» **Directive**: Repeat exactly, and only, the lines from the one containing "of the gray" through the end of the records.

» **The input**:
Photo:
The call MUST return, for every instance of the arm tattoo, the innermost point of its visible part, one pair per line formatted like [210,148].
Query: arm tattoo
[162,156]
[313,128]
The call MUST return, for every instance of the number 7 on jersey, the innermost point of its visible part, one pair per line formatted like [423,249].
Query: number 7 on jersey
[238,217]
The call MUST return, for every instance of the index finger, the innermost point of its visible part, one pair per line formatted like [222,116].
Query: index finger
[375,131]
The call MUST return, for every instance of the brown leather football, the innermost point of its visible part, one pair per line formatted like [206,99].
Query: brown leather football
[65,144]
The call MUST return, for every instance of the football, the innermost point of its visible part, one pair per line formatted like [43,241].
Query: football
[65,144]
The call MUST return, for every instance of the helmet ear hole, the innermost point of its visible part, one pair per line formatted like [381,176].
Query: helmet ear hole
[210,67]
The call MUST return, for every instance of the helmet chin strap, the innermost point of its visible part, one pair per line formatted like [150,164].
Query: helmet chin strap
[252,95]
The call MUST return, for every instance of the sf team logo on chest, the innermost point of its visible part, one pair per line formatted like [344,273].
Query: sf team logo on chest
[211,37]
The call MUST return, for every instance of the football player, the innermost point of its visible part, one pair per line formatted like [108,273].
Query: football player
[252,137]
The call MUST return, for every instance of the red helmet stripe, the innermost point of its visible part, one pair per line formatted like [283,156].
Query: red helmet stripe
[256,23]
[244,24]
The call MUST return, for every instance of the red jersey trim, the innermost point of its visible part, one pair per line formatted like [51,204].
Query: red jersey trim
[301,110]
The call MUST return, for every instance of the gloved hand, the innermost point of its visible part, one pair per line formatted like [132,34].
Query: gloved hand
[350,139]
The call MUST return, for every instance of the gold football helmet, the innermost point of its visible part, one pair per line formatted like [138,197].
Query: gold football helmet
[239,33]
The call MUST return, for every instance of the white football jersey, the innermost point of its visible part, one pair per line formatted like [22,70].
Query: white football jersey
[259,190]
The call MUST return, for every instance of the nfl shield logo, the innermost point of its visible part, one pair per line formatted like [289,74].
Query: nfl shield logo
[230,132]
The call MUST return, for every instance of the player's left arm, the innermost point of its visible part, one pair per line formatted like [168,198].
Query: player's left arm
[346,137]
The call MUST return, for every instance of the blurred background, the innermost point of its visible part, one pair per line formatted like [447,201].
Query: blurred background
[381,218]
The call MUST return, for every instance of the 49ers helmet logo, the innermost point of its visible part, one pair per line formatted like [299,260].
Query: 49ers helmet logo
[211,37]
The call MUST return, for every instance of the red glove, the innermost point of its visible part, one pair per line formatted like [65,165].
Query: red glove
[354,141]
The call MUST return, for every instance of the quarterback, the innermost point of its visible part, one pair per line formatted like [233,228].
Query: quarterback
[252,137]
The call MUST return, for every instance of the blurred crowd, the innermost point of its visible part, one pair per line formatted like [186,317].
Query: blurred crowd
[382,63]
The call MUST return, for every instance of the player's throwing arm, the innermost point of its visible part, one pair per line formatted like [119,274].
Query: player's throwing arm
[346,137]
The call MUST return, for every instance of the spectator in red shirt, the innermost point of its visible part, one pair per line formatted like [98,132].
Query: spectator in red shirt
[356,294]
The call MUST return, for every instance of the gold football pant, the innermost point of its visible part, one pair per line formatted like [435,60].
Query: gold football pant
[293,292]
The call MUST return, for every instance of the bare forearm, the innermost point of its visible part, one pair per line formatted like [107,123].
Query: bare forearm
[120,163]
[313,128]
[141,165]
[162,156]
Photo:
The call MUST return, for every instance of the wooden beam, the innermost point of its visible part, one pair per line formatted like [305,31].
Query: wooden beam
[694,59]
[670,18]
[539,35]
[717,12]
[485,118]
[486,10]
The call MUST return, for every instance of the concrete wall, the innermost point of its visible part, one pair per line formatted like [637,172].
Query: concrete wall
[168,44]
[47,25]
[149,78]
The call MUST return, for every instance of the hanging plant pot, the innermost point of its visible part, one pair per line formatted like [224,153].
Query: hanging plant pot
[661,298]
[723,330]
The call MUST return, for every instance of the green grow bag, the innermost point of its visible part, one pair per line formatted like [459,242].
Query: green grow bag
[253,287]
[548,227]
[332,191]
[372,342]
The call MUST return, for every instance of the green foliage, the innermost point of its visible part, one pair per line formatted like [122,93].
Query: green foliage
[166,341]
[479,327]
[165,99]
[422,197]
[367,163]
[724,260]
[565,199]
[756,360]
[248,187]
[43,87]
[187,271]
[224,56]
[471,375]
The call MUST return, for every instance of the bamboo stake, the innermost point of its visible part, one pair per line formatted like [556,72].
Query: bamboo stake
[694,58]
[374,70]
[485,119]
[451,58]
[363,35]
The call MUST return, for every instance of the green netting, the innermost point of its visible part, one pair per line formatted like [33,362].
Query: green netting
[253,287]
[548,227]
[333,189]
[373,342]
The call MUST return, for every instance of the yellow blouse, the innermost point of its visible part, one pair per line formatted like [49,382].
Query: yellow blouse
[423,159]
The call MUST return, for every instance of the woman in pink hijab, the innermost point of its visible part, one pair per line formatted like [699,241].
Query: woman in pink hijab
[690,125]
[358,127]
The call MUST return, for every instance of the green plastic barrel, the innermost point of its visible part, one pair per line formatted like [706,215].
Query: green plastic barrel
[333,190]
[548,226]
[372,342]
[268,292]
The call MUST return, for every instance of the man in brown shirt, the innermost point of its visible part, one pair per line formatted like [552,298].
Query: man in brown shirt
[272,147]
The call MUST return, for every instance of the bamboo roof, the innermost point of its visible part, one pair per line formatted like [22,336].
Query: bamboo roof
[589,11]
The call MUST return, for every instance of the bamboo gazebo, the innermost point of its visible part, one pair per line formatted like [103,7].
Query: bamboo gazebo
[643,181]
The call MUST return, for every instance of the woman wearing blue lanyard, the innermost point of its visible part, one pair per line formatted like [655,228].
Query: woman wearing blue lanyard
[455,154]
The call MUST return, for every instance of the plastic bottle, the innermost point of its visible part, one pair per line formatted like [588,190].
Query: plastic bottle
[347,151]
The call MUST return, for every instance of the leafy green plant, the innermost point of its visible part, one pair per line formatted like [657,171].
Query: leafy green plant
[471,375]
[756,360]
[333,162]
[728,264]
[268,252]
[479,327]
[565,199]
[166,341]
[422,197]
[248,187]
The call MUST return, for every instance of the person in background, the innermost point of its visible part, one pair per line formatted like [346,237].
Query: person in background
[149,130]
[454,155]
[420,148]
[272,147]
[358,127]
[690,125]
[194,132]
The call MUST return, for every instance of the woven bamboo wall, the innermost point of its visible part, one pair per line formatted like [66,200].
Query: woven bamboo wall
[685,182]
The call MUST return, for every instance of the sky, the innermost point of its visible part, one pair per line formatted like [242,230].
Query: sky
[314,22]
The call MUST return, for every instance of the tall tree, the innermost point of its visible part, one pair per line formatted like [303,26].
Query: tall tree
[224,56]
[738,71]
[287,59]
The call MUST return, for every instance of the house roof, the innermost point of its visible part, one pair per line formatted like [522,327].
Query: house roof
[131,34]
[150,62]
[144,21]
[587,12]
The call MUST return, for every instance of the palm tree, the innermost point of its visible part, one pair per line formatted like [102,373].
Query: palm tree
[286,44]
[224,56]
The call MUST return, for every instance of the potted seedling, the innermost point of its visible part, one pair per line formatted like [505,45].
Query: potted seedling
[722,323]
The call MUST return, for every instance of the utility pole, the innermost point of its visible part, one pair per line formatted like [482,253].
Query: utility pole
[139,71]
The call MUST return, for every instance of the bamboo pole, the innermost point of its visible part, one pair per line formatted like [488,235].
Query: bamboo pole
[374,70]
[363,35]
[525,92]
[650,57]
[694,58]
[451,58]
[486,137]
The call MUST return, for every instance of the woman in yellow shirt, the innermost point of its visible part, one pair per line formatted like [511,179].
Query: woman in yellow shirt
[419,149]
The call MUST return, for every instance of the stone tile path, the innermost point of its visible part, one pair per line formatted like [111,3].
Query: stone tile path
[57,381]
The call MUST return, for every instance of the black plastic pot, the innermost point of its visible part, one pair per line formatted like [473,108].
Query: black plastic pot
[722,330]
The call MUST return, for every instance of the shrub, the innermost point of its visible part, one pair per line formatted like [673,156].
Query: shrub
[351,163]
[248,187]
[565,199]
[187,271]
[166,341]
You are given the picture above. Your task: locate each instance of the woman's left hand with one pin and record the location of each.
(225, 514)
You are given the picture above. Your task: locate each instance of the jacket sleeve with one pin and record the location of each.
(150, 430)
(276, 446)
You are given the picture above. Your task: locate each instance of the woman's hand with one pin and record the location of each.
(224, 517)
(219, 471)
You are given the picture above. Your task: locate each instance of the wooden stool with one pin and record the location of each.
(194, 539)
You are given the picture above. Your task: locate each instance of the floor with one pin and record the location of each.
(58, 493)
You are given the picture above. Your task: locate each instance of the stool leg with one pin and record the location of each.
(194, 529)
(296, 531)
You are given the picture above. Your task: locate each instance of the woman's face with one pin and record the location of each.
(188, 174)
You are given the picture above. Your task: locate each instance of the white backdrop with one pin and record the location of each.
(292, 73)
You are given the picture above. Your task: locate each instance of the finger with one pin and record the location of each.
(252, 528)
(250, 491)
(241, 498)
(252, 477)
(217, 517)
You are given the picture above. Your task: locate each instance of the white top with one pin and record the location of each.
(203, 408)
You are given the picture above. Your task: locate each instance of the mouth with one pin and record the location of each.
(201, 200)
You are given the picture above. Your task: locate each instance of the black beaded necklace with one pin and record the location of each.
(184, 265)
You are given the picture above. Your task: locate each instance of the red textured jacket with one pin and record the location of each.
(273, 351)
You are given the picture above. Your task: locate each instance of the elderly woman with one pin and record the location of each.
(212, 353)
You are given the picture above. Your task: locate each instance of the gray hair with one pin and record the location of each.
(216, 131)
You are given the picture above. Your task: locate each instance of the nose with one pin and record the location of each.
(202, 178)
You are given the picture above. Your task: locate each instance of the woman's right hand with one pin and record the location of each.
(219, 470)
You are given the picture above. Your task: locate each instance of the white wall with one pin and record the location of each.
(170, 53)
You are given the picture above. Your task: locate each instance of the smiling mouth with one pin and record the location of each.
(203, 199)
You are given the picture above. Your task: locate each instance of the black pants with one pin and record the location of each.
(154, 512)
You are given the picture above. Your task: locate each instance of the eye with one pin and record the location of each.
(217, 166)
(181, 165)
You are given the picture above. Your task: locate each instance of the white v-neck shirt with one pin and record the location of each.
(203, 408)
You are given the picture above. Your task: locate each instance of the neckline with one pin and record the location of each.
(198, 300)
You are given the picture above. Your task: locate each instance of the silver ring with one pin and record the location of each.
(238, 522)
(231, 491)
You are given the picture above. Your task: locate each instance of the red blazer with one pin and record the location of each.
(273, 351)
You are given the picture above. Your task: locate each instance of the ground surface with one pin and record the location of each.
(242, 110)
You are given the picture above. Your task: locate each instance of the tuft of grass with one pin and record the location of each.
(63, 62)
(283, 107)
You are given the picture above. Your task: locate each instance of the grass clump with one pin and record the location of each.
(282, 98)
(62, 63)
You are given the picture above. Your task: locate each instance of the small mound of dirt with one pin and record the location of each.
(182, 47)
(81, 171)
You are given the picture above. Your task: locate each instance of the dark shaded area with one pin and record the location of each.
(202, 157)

» **Written answer**:
You are given the picture above. Your task: locate each instance of the gray hair with one pin and record the location of each.
(216, 131)
You are given the picture above. Your task: locate each instance of the nose with one pin and record the location of each.
(202, 178)
You are given the picture above. Your task: locate each instance of the woman's right hand with one pin and record the location of each.
(219, 470)
You are given the picture above. Your task: locate each instance of the white wall with one pin and record the location of each.
(170, 53)
You are given the picture above. Your task: locate each instance of the smiling mouth with one pin and record the location of each.
(203, 199)
You are given the picture above. Your task: locate each instance of the black pants with one pin and record the location of each.
(154, 512)
You are given the picture above. Your task: locate each instance of the eye with one pin and record the location of each.
(217, 166)
(181, 165)
You are given the picture above. Your task: locate each instance of the white v-neck shirt with one pin and record the location of each.
(203, 408)
You are given the picture above. Your task: locate each instance of the neckline with one pin and record the location of each.
(198, 300)
You are given the picture above. Your task: locate each instance of the silver ring with one pin and record the location of each.
(238, 522)
(231, 491)
You are given the picture above. Your task: locate each instance of the red blazer with one pin and record the location of each.
(273, 351)
You are given the picture above. Your task: locate each instance of the ground surface with one pin and record the location of each.
(242, 110)
You are given the picture above. Your task: locate each instance of the tuft of grass with one pin and record the location of each.
(63, 62)
(283, 107)
You are given the picture above. Your task: locate each instance of the grass clump with one pin and record the location of each.
(282, 98)
(62, 63)
You are given the picture above. Your task: locate each instance of the small mound of dirt with one pin and record the location of each.
(182, 47)
(81, 171)
You are given the picture above. Your task: locate each instance of the dark shaded area with one pin and record the location of each.
(202, 157)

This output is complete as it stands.